**TAREFAS A REALIZAR:**
a) Responde às seguintes perguntas com base no excerto sobre a emergência climática:
(i) De quem vieram os avisos e apelos feitos ao longo de décadas?
(ii) Em que duas ideias continuam centradas as discussões?
(iii) A que tipo de crescimento se continua a aspirar?
b) Por favor, reescreve de forma mais breve o parágrafo do excerto sobre a emergência climática que começa por "Embora a via do decoupling", mantendo os factos principais.
c) Reproduz sem alterações o trecho do excerto sobre a emergência climática que vai de "As discussões continuam" até "recursos naturais finitos.".
---- TEXTO FORNECIDO
[Excerto]
«Volvidas décadas de avisos de cientistas, ativistas pelo clima, discursos políticos e apelos de personalidades diversas, continuamos sem ser capazes de responder à situação de emergência climática em que nos encontramos.
As discussões continuam centradas na (fundamental, mas não suficiente) transição energética e na ideia de dissociação (decoupling) do crescimento económico da exploração de recursos naturais finitos.
Embora a via do decoupling pareça atrativa, na verdade esta peca por continuar a insistir no crescimento económico como condição necessária para o conforto e bem-estar das populações, e por perpetuar esta ilusão de que é possível mudar continuando na mesma. Ou seja, defende-se, e bem, que é necessário estancar a exploração dos recursos naturais, mas continua-se a aspirar a um “crescimento sustentado”, evitando-se confrontar o sistema económico vigente que pretende serem possíveis níveis de crescimento infinitos num planeta finito.
--------
---- REGISTOS APRESENTADOS
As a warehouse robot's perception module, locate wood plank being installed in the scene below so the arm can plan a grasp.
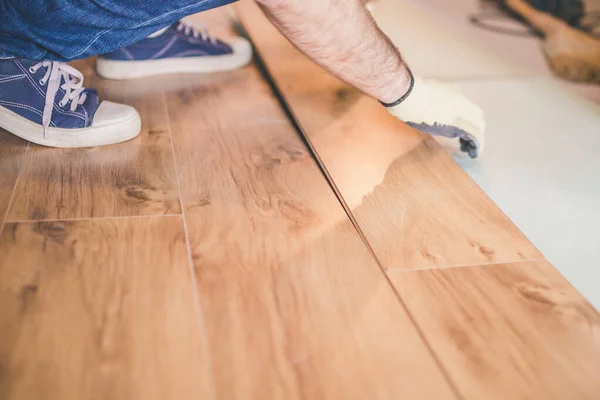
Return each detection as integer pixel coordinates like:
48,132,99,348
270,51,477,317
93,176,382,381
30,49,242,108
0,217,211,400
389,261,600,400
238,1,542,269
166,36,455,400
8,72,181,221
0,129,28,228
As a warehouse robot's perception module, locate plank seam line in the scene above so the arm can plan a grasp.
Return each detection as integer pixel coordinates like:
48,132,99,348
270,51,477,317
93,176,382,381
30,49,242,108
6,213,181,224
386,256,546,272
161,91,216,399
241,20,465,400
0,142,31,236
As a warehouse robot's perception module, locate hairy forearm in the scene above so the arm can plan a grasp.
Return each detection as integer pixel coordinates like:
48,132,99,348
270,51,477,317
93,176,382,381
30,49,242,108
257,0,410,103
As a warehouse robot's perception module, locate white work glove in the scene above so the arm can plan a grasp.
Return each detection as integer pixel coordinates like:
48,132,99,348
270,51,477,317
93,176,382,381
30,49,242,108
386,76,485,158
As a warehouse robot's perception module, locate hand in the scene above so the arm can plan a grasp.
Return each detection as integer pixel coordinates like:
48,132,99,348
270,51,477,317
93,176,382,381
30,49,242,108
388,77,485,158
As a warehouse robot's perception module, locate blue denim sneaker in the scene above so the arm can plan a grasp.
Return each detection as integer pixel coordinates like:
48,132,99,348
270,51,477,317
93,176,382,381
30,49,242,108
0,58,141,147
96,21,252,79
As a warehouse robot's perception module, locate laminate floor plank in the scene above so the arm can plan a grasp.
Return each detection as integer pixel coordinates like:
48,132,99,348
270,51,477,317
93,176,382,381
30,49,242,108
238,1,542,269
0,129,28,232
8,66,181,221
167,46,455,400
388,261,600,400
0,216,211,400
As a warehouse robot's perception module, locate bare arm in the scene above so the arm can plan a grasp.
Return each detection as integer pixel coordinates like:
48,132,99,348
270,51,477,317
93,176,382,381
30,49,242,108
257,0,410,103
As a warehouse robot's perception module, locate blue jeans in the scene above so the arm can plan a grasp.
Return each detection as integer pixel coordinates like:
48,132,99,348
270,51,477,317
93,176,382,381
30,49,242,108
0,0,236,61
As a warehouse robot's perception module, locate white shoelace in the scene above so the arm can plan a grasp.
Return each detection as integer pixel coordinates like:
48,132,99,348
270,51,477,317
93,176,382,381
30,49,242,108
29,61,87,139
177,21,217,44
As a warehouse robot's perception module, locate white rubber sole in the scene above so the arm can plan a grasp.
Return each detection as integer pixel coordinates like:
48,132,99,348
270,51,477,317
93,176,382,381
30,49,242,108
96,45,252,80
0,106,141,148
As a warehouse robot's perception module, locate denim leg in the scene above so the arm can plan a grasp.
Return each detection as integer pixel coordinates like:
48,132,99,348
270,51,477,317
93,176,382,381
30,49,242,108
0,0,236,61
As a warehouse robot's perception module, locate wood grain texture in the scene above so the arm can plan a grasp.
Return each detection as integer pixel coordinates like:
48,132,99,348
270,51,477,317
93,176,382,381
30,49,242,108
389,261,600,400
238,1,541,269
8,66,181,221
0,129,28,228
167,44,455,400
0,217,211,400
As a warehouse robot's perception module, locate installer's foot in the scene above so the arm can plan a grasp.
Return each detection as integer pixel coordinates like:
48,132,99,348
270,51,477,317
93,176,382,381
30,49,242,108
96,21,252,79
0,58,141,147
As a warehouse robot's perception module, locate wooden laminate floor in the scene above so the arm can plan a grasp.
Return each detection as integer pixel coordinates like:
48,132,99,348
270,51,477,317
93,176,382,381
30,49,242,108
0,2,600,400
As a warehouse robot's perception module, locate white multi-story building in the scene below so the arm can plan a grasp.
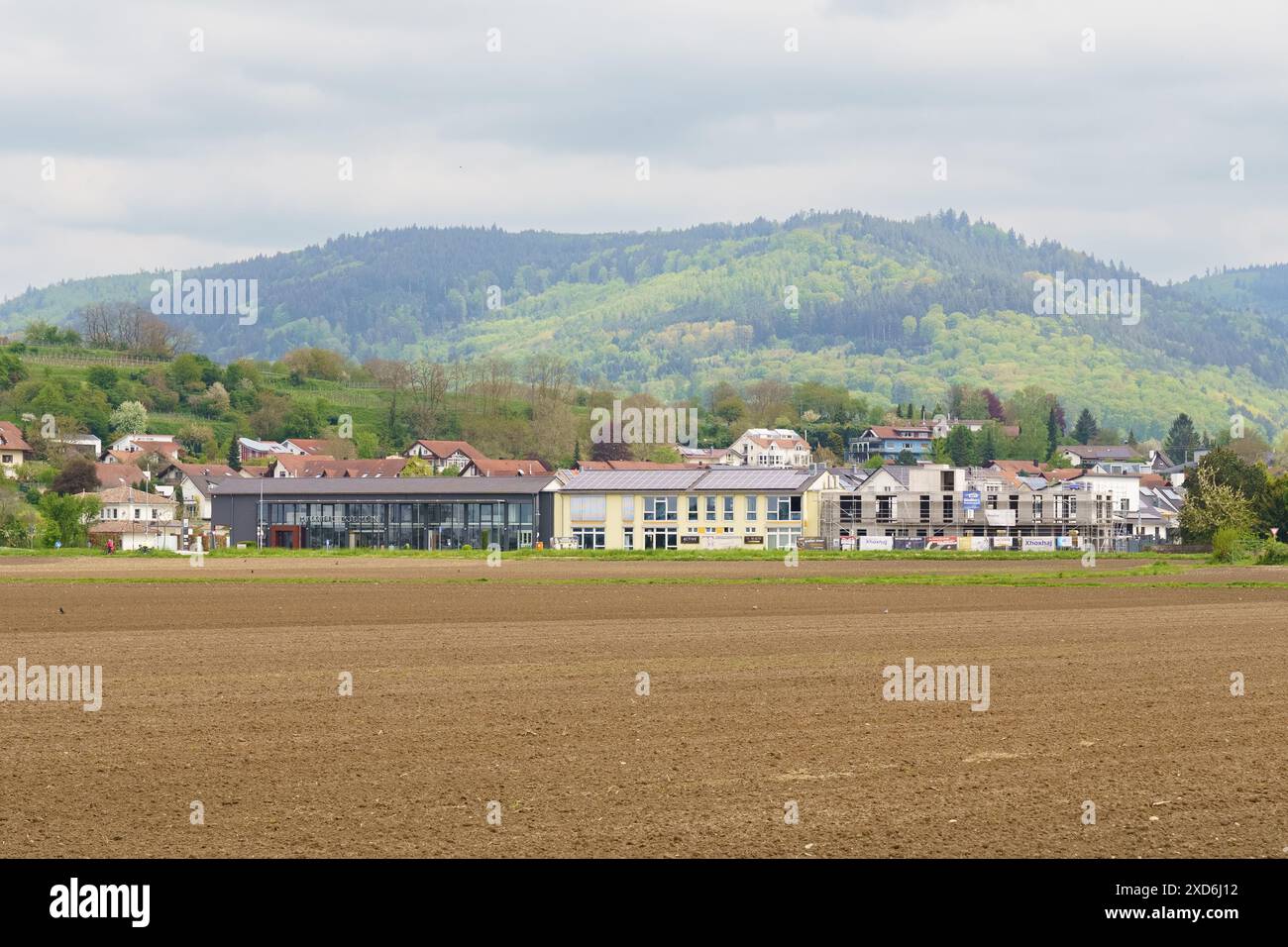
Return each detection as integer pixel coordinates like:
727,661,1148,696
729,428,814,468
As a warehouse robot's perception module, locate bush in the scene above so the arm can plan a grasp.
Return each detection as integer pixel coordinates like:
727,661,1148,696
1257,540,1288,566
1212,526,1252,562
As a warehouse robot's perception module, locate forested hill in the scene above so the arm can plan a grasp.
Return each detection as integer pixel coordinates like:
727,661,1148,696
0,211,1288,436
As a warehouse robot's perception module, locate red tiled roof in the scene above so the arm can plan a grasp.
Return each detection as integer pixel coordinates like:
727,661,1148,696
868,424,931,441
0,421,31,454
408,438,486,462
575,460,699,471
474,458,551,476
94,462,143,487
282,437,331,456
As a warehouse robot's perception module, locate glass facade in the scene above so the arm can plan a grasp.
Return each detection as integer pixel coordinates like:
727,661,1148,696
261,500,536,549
--------
---- REGISTOS APRESENTADOS
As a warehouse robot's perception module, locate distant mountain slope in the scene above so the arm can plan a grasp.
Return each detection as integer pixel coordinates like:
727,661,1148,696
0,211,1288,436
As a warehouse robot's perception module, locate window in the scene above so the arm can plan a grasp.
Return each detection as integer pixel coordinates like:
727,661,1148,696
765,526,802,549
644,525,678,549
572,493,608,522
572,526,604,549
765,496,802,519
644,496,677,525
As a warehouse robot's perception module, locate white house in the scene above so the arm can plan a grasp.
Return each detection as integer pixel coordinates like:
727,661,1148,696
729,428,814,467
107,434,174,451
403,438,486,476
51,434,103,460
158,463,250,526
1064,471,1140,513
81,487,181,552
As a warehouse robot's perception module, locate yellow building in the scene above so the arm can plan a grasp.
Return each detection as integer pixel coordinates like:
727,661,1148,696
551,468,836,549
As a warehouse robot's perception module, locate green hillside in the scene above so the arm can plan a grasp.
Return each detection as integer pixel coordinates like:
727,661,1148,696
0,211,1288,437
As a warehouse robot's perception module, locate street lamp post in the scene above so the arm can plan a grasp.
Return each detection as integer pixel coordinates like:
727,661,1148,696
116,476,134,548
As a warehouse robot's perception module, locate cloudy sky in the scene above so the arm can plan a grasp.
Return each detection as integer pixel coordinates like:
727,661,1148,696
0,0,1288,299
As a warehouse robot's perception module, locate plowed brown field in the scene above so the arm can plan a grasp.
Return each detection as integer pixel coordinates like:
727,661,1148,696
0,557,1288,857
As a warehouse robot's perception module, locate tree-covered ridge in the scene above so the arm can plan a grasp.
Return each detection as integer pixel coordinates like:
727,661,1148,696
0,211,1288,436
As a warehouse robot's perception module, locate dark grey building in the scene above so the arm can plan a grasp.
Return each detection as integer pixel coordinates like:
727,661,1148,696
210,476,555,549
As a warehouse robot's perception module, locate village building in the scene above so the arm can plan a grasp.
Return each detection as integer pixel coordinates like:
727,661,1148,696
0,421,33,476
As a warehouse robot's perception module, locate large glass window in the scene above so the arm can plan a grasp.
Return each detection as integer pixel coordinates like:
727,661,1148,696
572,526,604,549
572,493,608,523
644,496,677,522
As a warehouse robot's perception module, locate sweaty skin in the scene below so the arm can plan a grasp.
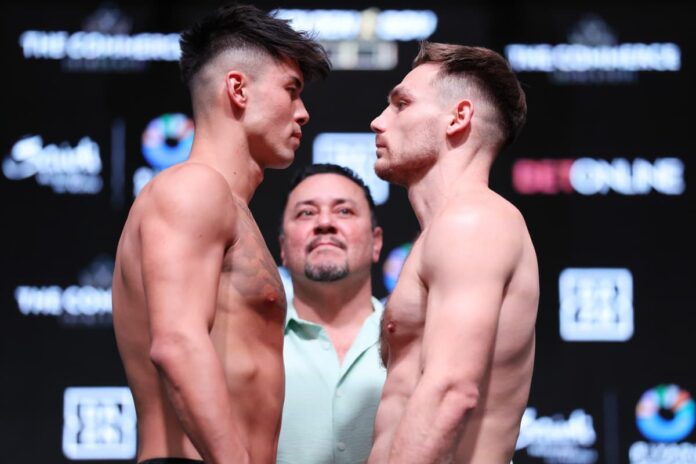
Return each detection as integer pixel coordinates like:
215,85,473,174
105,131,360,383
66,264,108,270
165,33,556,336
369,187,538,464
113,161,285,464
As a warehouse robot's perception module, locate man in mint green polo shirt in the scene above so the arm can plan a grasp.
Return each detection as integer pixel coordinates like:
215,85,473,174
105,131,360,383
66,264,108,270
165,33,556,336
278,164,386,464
--------
**RESPOSTAS ÀS TAREFAS:**
a)
(i) De cientistas, ativistas pelo clima, discursos políticos e personalidades diversas.
(ii) Na transição energética e na ideia de dissociação (decoupling) do crescimento económico da exploração de recursos naturais finitos.
(iii) A um "crescimento sustentado".

b) A via do decoupling parece atrativa, mas falha por manter o crescimento económico como condição para o conforto e bem-estar das populações e por perpetuar a ilusão de que se pode mudar continuando na mesma. Defende-se que é preciso estancar a exploração dos recursos naturais, mas continua-se a aspirar a um "crescimento sustentado", sem confrontar o sistema económico vigente, que pretende ser possível crescer infinitamente num planeta finito.

c)
As discussões continuam centradas na (fundamental, mas não suficiente) transição energética e na ideia de dissociação (decoupling) do crescimento económico da exploração de recursos naturais finitos.